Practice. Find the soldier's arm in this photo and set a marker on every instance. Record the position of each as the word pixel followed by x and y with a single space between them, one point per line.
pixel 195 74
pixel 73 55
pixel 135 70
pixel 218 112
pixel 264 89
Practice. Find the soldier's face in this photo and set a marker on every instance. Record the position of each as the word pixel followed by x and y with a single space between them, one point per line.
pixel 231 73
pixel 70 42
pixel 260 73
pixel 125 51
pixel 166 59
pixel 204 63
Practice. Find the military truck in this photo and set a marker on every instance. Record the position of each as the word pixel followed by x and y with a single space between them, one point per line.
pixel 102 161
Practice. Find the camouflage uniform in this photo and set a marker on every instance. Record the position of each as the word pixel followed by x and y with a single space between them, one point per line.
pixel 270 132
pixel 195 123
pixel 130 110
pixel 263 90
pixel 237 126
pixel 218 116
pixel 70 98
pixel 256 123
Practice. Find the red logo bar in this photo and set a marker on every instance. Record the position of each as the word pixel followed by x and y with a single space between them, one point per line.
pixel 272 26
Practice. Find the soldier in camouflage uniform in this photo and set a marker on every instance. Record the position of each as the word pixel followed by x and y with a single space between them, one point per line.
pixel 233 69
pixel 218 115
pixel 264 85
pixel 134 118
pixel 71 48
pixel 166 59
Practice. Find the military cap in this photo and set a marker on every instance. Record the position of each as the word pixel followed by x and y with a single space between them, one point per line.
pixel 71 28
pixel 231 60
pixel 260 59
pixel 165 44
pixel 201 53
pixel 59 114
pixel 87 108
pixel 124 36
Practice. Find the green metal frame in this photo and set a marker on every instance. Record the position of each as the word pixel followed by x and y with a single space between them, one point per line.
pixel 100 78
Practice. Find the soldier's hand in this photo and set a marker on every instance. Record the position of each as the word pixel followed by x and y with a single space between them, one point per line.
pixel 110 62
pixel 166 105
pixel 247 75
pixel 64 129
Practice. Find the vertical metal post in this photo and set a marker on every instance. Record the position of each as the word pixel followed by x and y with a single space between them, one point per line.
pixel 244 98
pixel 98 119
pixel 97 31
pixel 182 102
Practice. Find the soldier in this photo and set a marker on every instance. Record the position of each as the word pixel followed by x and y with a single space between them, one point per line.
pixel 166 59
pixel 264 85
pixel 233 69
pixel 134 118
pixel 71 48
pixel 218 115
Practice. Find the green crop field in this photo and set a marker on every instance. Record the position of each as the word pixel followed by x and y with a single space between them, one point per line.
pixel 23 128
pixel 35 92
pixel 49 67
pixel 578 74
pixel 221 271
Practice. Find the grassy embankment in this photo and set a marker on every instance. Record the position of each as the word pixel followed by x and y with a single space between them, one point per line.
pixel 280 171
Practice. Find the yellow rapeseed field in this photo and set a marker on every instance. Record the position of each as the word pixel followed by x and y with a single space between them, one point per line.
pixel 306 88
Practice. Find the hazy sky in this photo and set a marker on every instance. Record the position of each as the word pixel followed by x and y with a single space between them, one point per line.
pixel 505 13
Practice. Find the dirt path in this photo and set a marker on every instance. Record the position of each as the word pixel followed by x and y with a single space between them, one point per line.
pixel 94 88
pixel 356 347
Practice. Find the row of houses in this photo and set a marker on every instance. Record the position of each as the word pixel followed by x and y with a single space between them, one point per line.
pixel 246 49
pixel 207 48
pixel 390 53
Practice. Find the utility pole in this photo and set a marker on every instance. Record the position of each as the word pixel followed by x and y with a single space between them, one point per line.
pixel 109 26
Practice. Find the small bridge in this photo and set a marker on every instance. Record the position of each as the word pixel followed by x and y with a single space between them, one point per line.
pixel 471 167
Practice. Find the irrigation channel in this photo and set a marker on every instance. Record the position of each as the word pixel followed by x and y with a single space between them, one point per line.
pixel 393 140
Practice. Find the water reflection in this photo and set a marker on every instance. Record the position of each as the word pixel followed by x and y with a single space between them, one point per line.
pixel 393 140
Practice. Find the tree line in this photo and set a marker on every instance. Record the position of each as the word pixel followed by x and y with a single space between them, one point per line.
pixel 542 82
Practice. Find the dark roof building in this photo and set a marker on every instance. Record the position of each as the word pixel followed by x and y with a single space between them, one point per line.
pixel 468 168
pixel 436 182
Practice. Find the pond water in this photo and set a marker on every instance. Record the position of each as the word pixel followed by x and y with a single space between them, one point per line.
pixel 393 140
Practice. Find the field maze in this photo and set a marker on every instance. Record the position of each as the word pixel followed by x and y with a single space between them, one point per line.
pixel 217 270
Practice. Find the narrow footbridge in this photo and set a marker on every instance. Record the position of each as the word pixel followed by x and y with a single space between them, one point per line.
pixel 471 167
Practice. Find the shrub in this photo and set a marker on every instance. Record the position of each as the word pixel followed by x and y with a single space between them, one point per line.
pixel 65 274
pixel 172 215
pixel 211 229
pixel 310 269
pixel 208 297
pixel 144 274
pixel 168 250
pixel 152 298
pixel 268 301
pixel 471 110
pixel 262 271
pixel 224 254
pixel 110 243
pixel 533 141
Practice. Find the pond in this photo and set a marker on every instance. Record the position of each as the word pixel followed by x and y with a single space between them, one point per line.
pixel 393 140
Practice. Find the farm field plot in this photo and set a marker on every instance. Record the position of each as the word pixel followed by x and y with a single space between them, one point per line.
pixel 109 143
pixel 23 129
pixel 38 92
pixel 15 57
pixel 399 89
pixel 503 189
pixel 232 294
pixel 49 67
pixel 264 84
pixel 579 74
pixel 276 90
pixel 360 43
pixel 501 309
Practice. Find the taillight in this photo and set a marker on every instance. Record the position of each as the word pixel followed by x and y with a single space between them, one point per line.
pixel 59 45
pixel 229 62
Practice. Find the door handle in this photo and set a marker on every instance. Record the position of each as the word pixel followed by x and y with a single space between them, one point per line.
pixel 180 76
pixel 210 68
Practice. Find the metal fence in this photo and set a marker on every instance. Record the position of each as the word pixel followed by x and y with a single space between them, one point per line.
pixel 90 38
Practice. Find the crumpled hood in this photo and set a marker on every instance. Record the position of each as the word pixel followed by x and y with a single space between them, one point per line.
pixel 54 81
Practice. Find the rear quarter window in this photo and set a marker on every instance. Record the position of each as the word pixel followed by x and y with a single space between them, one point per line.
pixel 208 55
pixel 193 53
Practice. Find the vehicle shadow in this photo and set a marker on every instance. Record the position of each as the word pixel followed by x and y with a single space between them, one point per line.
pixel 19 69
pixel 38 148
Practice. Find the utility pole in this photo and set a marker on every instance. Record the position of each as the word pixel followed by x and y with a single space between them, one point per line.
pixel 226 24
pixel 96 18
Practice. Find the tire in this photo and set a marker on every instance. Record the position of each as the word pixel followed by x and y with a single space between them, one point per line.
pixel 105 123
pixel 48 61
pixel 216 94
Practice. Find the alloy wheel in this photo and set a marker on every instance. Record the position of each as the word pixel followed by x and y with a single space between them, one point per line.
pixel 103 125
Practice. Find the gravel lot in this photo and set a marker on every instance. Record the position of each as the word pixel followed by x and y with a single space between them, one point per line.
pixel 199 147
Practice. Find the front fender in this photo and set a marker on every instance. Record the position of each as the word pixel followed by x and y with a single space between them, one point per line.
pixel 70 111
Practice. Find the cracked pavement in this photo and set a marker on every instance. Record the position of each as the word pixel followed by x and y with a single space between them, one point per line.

§ **Exercise description**
Top to bottom, the records above must be output exactly.

§ **Completed exercise**
Practice. Find the soldier's arm in this photo and set a marker on every instance. Record the position of each as the word pixel followed by x and y with a single space between them, one point per line.
pixel 195 74
pixel 73 55
pixel 135 70
pixel 218 112
pixel 264 89
Practice. Find the soldier's face in this photo and set a marker on every instance. Record the position of each as the word pixel followed by x and y with a single space between them, one point per line.
pixel 231 73
pixel 70 42
pixel 260 73
pixel 125 51
pixel 166 59
pixel 204 63
Practice. Find the military truck in this photo and set a marker on every instance. Record the position of each as the word pixel followed by x and y with a single space between them, one point per line.
pixel 102 161
Practice. Find the camouflage uniform in this photo and set a marker on every instance. Record the position of each as the word pixel followed by x and y with a single space between them, one point per line.
pixel 270 132
pixel 195 123
pixel 130 110
pixel 263 90
pixel 237 126
pixel 218 116
pixel 70 98
pixel 256 123
Practice. Find the red logo bar in this photo and set a marker on every instance. Record the position of each as the word pixel followed by x and y with a single space between them, one point per line.
pixel 272 26
Practice. Find the soldier in camouflage uniform in this photo and set a marker on every instance. Record the position of each as the word pixel followed by x and y with a single space between them, one point per line.
pixel 233 69
pixel 218 115
pixel 264 85
pixel 134 118
pixel 71 48
pixel 166 59
Practice. Find the military cap in this photo and set a marker on every instance. Record the position of each as the word pixel followed by x and y with a single space between them, one point per line.
pixel 71 28
pixel 231 60
pixel 260 59
pixel 165 44
pixel 201 53
pixel 59 114
pixel 87 108
pixel 124 36
Practice. Find the green metal frame in this photo and set a marker on every instance. Record the position of each as the word pixel followed by x and y with a single space between them, one point per line.
pixel 100 78
Practice. Find the soldier's hand in this photo and set a marker on every instance. Record the position of each as the word pixel followed by x and y with a single space between them, one point per line.
pixel 110 62
pixel 166 105
pixel 247 75
pixel 64 129
Practice. Find the vertical metal post in this photo and set a marker on every instance. Record the position of each as the word pixel followed by x and y with a single space between them, one point per line.
pixel 244 98
pixel 98 119
pixel 97 31
pixel 182 102
Practice. Find the soldier in this photo and set a marker on every instance. Record the position of each as the word pixel followed by x and y with a single space between them, one point per line.
pixel 166 59
pixel 264 85
pixel 233 69
pixel 134 118
pixel 71 48
pixel 218 115
Practice. Find the green crop field in this photo and set a marker on every instance. Record the position of each as the word pixel followed by x and y with a single space between them, one point per line.
pixel 23 128
pixel 35 92
pixel 49 67
pixel 578 74
pixel 221 271
Practice. Find the grassy embankment in this photo and set a marker on every instance. Record the position of each as the word pixel followed by x and y with a single space between them, one point per line.
pixel 280 171
Practice. Find the yellow rapeseed field in this photo and set a marker on every instance. Record the position of each as the word pixel followed by x and y with a single space between them, one point per line.
pixel 306 88
Practice. Find the hazy sky in this photo and set a marker on every instance. Record the position of each as the word pixel followed by x and y with a single space between them, one point per line.
pixel 505 13
Practice. Find the dirt path in this photo and set a marker on every instance. Record the position of each as the word pixel followed by x and y with a single space between them, one point per line.
pixel 94 88
pixel 356 347
Practice. Find the row of houses in this photo and set a marker on every instance. Record the position of each as the word pixel followed by x and y with a single space between them, one point per line.
pixel 246 49
pixel 207 48
pixel 390 53
Practice. Find the utility pole in this photo and set a marker on every instance. Record the position of each as the word pixel followed by x and y with a single space between them, one point per line.
pixel 109 26
Practice. Find the small bridge in this photo and set a marker on every instance. Record the position of each as the word pixel followed by x and y with a single space between them, one point per line.
pixel 471 167
Practice. Find the irrigation channel in this photo and set a marker on every instance. Record the position of each as the word pixel followed by x and y with a single space between them, one point per line.
pixel 393 140
Practice. Find the water reflection in this photo and set a marker on every instance. Record the position of each as the word pixel followed by x and y with a single space between them, one point per line.
pixel 393 140
Practice. Find the tree line in this photo and set a marker on every instance. Record the position of each as the word pixel followed by x and y with a single space between them, one point per line.
pixel 542 82
Practice. Find the dark roof building in this photo and set a marker on every instance. Record the position of each as the word pixel followed by x and y with a single space between them, one point per line.
pixel 468 168
pixel 436 182
Practice. Find the pond water in this photo and set a marker on every instance. Record the position of each as the word pixel followed by x and y with a single space between them, one point per line.
pixel 393 140
Practice. Find the field maze in this photo and set a marker on every instance. Record the position of each as the word pixel followed by x and y with a single space between them, one point per line.
pixel 217 270
Practice. Find the narrow footbridge in this photo and set a marker on every instance. Record the position of each as the word pixel followed by x and y with a single space between them, one point per line.
pixel 471 167
Practice. Find the shrub in this photo and set a marker on every instance. Record the position of each as the word pixel followed by x and y with a single space between them, one point per line.
pixel 65 274
pixel 172 215
pixel 211 229
pixel 310 269
pixel 208 297
pixel 144 274
pixel 168 250
pixel 152 298
pixel 268 301
pixel 471 110
pixel 262 271
pixel 224 254
pixel 110 243
pixel 533 141
Practice. Find the pond in this photo and set a marker on every instance. Record the position of each as the word pixel followed by x and y with a single space between them, one point per line.
pixel 393 140
Practice. Find the farm field plot in this photo and set a marker on every instance. Record the position of each as the word pixel followed by x and y with a single space between them, one point per line.
pixel 109 143
pixel 23 129
pixel 38 92
pixel 15 57
pixel 399 89
pixel 503 189
pixel 232 294
pixel 49 67
pixel 264 84
pixel 579 74
pixel 276 90
pixel 360 43
pixel 501 309
Practice. Find the taillight in this photo and set a marker on every instance. Record the position of each as the word pixel followed by x and y with a single space between them, one point per line.
pixel 59 45
pixel 229 62
Practice. Find the door handle in this photo and set a marker on every instance. Record the position of each as the word pixel followed by x and y with a single space between them, one point per line.
pixel 180 76
pixel 210 68
Practice. Find the metal fence in this photo and set a marker on every instance. Record the position of each as the word pixel followed by x and y with a single space between them, one point per line.
pixel 90 38
Practice. Find the crumpled hood in this photo and set a marker on every instance. Record the position of each as the word pixel followed by x and y with a single space between them, one point per line.
pixel 54 81
Practice. Find the rear quarter window in this photo and set a marker on every instance. Record the position of each as the word pixel followed by x and y with a single space between them, one point per line.
pixel 208 55
pixel 193 53
Practice. Find the vehicle shadow in this photo and set a marker on every instance. Record the position of each as the word pixel followed by x and y with a single space between them, one point per line.
pixel 19 69
pixel 38 148
Practice. Find the utility pole in this photo and set a marker on every instance. Record the position of each as the word pixel followed by x and y with a single space between them, one point per line.
pixel 226 24
pixel 96 18
Practice. Find the tire in this photo and set a marker on every instance. Record the position of each as the word pixel followed by x and y with a single space between them, one point per line.
pixel 105 123
pixel 48 61
pixel 216 94
Practice. Find the alloy wheel in this photo and set a marker on every instance. Record the position of each as the word pixel followed by x and y with a single space between them, one point per line.
pixel 103 125
Practice. Find the gravel lot in this photo and set a marker on every instance. Record the position of each as the word pixel followed by x and y with a single space between them, one point per line.
pixel 199 147
Practice. Find the front fender in this photo and set a marker on every instance. Record the position of each as the word pixel followed by x and y with a single space between them, one point per line.
pixel 70 111
Practice. Find the cracked pavement in this photo and set a marker on every instance. Record the position of each as the word pixel followed by x and y with a single space between them, one point per line.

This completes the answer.